• _DOCUMENT SEGMENT_
Restaurant information
- Established: 2005
- Rating: (Five stars) AA Rosettes
- Location: Cowan Bridge, Cumbria, England
- Coordinates: 54°10′36″N 2°32′53″W﻿ / ﻿54.1767°N 2.5480°W
- Website: http://www.hippinghall.com/

= Hipping Hall =

Country house hotel

Hipping Hall was a country house hotel on the border of Lancashire, Cumbria and North Yorkshire, near Kirkby Lonsdale.

In 2005, chemist-turned-hotelier Andrew Wildsmith, opened a five-star retreat with nine bedrooms and a Four-AA Rosette restaurant serving a menu of locally sourced food.

In Autumn 2010, Hipping Hall featured in an episode of BBC2’s The Trip – a series starring Steve Coogan and Rob Brydon, in which the pair embark on a restaurant tour of northern England.

On the 24th July 2023, the hotel and restaurant closed.

==History==

The house was originally the family home of the Tathams – a family of blacksmiths who catered for all those travelling on the old packhorse route from Yorkshire to Cumbria via Cowan Bridge. One of Hipping's main features is The Great Hall, now the dining room, which dates from the 15th century and is a balconied, beamed space. From there is a view of a 13th-century wash house complete with Gothic arch.

Hipping Hall is surrounded on four sides by the magnificent landscapes of the Lune Valley, Lake District, Yorkshire Dales, and the Trough of Bowland.

==The Tatham family==

Robert Tatham (1634–1692) bought “the dwelling house called Hipping Hall” from William Gibson in 1668 and built the current Hall. The previous building dated back to the 15th century and some the rooms were incorporated into the new Hall. Some years later in 1677 he added a sundial to the house with his wife Ann which can still be seen today.

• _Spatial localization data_
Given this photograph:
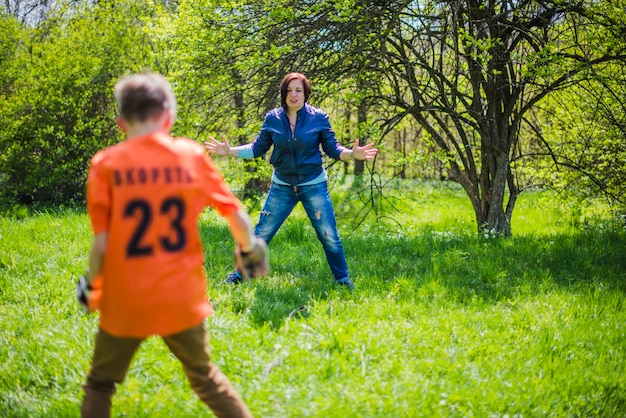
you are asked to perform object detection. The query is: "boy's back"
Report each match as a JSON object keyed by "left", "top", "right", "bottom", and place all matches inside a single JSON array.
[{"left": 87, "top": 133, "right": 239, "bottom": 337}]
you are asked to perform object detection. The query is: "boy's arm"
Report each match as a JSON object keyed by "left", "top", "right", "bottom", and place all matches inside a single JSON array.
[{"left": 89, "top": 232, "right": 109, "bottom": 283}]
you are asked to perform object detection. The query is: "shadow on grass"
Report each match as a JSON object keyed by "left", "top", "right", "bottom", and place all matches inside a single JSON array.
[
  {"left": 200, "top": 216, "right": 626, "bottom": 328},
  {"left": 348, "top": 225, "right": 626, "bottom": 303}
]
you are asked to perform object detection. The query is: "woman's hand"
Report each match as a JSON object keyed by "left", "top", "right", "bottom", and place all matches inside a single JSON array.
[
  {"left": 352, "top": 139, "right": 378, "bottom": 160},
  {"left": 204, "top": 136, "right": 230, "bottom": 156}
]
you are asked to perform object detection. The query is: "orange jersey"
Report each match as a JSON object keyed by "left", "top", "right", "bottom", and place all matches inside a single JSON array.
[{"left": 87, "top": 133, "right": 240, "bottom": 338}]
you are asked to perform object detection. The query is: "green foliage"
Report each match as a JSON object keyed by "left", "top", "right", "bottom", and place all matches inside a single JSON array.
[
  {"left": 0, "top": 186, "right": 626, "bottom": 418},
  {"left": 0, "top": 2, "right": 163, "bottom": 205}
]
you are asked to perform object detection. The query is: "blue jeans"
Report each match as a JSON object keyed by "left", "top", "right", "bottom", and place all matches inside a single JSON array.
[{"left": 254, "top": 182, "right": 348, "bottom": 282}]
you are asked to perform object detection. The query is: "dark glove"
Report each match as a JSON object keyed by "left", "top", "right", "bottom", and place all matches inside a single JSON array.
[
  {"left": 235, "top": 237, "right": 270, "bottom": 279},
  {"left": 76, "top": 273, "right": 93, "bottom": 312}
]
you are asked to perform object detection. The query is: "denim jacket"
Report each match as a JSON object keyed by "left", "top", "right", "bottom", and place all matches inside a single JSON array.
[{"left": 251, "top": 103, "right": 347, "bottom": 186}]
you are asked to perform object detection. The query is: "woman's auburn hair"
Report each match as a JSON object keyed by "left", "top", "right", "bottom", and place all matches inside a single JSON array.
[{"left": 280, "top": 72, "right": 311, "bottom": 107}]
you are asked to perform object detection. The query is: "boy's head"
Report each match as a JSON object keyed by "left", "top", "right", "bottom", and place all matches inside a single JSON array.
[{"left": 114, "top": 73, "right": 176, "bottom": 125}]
---
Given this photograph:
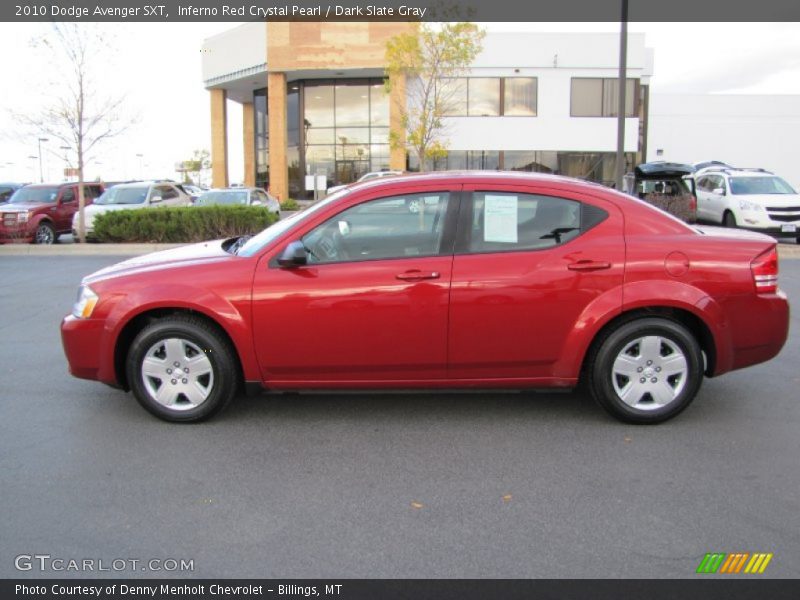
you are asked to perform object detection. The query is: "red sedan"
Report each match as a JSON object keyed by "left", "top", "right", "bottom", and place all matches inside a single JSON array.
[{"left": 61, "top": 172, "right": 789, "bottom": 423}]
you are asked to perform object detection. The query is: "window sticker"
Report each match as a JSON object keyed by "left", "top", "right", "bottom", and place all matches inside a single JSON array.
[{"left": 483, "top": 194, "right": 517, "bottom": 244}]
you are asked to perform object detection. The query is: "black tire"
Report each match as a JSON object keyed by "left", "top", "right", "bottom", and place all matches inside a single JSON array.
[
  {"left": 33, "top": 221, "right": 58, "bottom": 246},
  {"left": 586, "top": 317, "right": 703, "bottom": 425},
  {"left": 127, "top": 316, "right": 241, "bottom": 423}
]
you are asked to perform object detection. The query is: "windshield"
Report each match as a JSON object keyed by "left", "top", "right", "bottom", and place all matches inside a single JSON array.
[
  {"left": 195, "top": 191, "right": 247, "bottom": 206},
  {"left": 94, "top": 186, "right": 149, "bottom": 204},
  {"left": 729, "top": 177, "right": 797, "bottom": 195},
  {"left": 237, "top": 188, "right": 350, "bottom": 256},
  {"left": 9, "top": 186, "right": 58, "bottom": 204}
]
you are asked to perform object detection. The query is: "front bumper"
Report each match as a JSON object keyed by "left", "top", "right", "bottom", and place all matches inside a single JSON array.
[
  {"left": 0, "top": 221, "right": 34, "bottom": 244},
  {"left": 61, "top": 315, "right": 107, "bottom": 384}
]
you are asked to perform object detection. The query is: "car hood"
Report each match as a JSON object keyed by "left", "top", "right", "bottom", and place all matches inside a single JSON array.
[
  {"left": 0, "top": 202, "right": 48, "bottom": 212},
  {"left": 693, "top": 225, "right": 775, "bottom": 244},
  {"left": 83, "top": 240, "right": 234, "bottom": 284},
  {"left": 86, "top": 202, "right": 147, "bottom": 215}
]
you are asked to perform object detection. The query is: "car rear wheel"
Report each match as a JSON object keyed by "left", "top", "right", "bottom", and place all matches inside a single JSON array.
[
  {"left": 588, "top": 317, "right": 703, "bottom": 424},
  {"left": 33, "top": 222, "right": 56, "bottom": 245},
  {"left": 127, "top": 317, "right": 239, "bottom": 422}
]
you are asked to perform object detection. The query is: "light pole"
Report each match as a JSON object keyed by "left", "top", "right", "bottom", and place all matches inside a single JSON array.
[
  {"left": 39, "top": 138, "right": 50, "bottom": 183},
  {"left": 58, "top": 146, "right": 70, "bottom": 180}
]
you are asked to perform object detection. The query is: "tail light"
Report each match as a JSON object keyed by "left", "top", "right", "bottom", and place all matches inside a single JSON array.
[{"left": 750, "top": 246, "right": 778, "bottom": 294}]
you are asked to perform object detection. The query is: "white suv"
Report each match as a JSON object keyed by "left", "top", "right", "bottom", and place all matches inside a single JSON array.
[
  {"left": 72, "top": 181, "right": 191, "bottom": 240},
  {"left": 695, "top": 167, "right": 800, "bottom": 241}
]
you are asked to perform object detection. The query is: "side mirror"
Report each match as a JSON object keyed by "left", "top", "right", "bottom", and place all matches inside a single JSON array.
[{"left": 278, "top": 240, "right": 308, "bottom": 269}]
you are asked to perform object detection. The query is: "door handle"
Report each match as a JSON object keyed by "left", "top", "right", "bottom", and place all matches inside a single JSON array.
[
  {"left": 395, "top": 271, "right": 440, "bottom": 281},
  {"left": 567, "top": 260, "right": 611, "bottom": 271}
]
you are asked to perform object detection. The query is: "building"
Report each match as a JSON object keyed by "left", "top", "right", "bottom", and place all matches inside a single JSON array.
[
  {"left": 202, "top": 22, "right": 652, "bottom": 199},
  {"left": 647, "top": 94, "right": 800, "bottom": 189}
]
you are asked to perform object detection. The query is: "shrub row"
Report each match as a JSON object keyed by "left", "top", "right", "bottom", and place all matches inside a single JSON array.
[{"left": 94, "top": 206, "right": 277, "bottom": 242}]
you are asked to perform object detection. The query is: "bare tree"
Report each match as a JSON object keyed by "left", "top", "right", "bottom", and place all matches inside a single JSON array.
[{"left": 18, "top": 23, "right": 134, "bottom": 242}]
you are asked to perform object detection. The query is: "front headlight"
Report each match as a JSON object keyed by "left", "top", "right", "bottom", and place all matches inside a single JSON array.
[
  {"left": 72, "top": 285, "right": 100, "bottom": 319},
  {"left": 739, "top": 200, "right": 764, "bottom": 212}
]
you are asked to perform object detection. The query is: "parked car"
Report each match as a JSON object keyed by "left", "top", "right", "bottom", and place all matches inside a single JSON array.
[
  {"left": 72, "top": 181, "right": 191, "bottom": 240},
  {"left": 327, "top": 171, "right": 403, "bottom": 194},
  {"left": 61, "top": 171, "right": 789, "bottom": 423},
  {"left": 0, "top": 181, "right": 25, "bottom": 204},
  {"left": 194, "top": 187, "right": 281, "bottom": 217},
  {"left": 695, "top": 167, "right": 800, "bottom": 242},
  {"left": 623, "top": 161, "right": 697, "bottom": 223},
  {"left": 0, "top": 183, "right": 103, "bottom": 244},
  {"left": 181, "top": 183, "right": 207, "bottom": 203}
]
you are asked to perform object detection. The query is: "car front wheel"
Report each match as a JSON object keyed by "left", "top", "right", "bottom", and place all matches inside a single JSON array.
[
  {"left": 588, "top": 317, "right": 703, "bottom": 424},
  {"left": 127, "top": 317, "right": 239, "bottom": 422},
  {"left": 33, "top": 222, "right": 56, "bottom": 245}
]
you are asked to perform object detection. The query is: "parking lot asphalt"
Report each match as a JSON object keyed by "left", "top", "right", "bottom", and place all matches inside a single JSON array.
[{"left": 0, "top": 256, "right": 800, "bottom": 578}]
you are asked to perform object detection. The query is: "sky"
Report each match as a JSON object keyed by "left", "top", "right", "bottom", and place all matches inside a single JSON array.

• _YOUR TASKS_
(a) According to the Hipping Hall text, who bought "the dwelling house called Hipping Hall" in 1668, and from whom?
(b) Using the Hipping Hall text, explain how the Hall that Robert Tatham built came to contain rooms older than the building itself.
(c) Please continue the Hipping Hall text from the point where it stops.

• _RESPONSES IN ORDER_
(a) Robert Tatham bought it from William Gibson.

(b) After buying the house in 1668, Robert Tatham built the current Hall. The previous building dated back to the 15th century, and some of its rooms were incorporated into the new Hall.

(c)
Robert Tatham was the third son of Edward Tatham of Over Leck. He was a blacksmith and his new home on a well-frequented road would have brought him many customers needing shoeing for their horses and repairs to their carriages. He prospered and in the succeeding years he bought more land surrounding his original purchase.

He died in 1692 and his son Edward Tatham (1673–1747) inherited the property. In 1704 he married Mary Mawson who with her husband decided to re-edify the Hall by putting their initials with the date 1706 above the front door. She died in 1715 and ten years later he married Elizabeth Taylor. He died in 1747 and his eldest son Edward Tatham (1727–1773) inherited the property.

It was this Edward Tatham who advanced the fortunes of the family. As a young man he made his own way in the world. At the age of 20, shortly before his father died, he bought a house and land at Nether Leck. He became a lawyer and in 1755 married a wealthy heiress, Mary Trotter, who was the daughter of Richard Trotter of High Hall. The couple had eight children. He died in 1773, while Mary lived for another fifty years and died at the age of 96.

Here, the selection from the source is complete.